__Written request__: Render every line of the items below as a Markdown table with the columns No. and Text, numbering each row and skipping blank lines.

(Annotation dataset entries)
****************
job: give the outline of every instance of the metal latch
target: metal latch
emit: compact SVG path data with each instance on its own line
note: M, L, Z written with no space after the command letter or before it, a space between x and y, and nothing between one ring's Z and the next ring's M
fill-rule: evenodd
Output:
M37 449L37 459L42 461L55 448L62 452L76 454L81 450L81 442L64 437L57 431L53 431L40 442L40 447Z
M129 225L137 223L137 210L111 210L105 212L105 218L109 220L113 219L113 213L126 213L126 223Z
****************
__Output of the task__:
| No. | Text |
|---|---|
| 1 | job: give the outline of every instance of the metal latch |
| 2 | target: metal latch |
| 3 | emit: compact SVG path data with each instance on its own line |
| 4 | note: M, L, Z written with no space after the command letter or before it, a space between x and y, and nothing between one ring's Z and the next ring's M |
| 5 | fill-rule: evenodd |
| 6 | Output: |
| 7 | M37 449L37 459L42 461L55 448L62 452L76 454L81 450L81 442L64 437L57 431L53 431L40 442L40 447Z |
| 8 | M129 225L137 223L137 210L111 210L105 212L105 218L109 220L113 219L113 213L126 213L126 223Z |